PROBLEMS TO SOLVE
A: According to the article on the statistics of Napoleonic France, into how many volumes was the universal dictionary bound?
B: Continue the article on the statistics of Napoleonic France from its last sentence.

PASSAGE TO READ
The Statistics of ‘Napoleonic France’

(Article by Chantal LHEUREUX-PRÉVOT, with Peter HICKS)

The Statistics of ‘Napoleonic France’

The Bibliothèque Martial-Lapeyre Fondation Napoléon Library has recently acquired two series of publications giving contemporary statistics for the France during the later Consulate and early Empire. These will serve as fundamental research tools for all those interested in the period.
 
The first is a 'universal' dictionary (described in the Notice as a Geographical dictionary) giving historical, geographical and commercial information for all the towns and villages, rivers and water courses, provinces and departments, the regions, lakes and seas in the Empire.
 
It was sold in installments by the bookseller Laporte, 1804 to 1805, and its full French title was Dictionnaire universel, géographique, statistique, historique et politique de la France, contenant sa description, sa population, sa minéralogie, son hydrographie, son commerce,… (Universal geographical, statistical, historical, and political dictionary of France, containing its description, population, mineralogy, hydrography and commerce…). The work was bound in a series of 5 volumes, in large in-octavo format.
 
The author was Louis-Marie Prudhomme (1752-1830), printer, bookseller, writer and journalist from the Revolution to the end of the Empire. In the first volume, there is a Notice in which he gives a description of how he compiled the work. To create his vast work, he claimed to have consulted administrators, geographers, academics and businessmen from all over France. He also noted that the difference administrations since 1789 had also happily collaborated with the publication. As for the geographical part, several geographers worked eight years compiling from maps of France, Belgium, the left bank of the Rhein, Switzerland, Savoy, Piedmont, the duchies of Parma, Piacenza and Guastalla and all French colonies. A later volume was to include the rest of the world. As for bibliography, Prudhomme père's major sources are listed on two sides at the beginning of volume one (about 100 titles). Prudhomme boasted that “all you have to do is compare this work with all the dictionaries on France and on the countries conquered or annexed to the French Republic to see that this work is unique and that it replaces all the rest.”
 
The work opens with a fascinating alphabetical table comparing monarchical France with Republican France, and then continues alphabetically naturally giving details even some of France's smallest settlements. Here for example is the entry for a village

AAST, v. [for village], (Basses-Pyrénées), arr.[ondissement] of Pau, canton of Mantaner, 24 km (5 ½ leagues) from Pau. There is a well in this place called the arquebusades well, because they say that it cures wounds. Pop.[ulation] 140. Post office Tarbes.
 
As for countries, the entry for Belgium begins as follows:
Belgium, or NETHERLANDS, [it contains 18 pages of description and an annotated table of the seventeen provinces and their subdivisions]
 
The second acquisition is also collection of statistics, this time, arranged in thematic order.

DATASET RECORDS

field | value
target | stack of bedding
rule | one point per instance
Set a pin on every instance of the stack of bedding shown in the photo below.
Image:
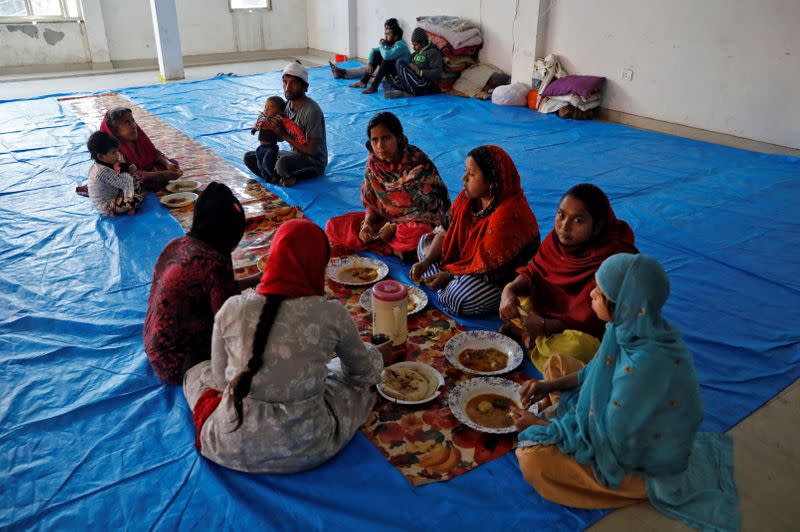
(581, 92)
(458, 39)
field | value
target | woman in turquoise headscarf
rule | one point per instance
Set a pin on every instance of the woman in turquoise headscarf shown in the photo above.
(626, 425)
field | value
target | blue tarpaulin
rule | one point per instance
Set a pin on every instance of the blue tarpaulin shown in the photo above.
(90, 437)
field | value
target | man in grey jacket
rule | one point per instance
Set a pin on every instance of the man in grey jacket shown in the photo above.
(420, 75)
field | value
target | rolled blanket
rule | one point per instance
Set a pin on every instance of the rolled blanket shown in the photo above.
(457, 39)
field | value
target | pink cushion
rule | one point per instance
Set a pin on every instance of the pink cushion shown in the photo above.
(580, 85)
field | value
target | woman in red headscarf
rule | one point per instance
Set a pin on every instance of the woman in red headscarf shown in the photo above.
(491, 231)
(153, 166)
(192, 279)
(402, 191)
(560, 277)
(288, 383)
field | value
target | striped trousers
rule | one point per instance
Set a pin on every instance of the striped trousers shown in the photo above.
(465, 295)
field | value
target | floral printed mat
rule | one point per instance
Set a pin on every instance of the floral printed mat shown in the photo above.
(424, 442)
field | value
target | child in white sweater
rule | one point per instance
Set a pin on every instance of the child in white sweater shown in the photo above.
(113, 186)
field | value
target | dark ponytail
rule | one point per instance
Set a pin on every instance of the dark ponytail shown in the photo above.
(241, 383)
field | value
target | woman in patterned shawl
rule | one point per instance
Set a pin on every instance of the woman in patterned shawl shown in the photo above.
(404, 196)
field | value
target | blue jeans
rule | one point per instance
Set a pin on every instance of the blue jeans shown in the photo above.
(266, 157)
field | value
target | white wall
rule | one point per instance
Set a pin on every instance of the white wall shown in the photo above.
(124, 30)
(206, 27)
(43, 44)
(726, 66)
(326, 19)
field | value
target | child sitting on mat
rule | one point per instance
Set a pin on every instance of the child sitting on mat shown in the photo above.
(267, 151)
(113, 186)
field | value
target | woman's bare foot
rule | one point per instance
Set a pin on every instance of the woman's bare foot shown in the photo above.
(337, 72)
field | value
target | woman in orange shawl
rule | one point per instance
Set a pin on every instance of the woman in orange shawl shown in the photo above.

WRITTEN ANSWERS
A: Five volumes, in large in-octavo format.

B:
 
The work was published in 7 volumes under the title Statistique générale et particulière de la France et de ses colonies avec une nouvelle description topographique, physique, agricole, politique, industrielle et commerciale de cet état (General and detailed statistics for France and her colonies, with a new description of the topography, geography, agriculture, political administration, industry and commerce of that state). It was written by a committee of writers (most of whom employees at the Interior Ministry and so the direct source of the information in the book), but the two principal contributors (who both wrote prefaces) were P. E. Herbin and J. Peuchet.
 
Unlike the private venture by Pruhomme, this work was a semi-official production, and so it does not hawk its credentials in the same way. The work provides not only details regarding the population, agriculture, commerce, artisanal and manufacturing industry of France, it also offers details relative to everyday life: temperatures, farm and wild animals etc… As such, the work provides a snapshot of France at the time of the accession of Napoleon I.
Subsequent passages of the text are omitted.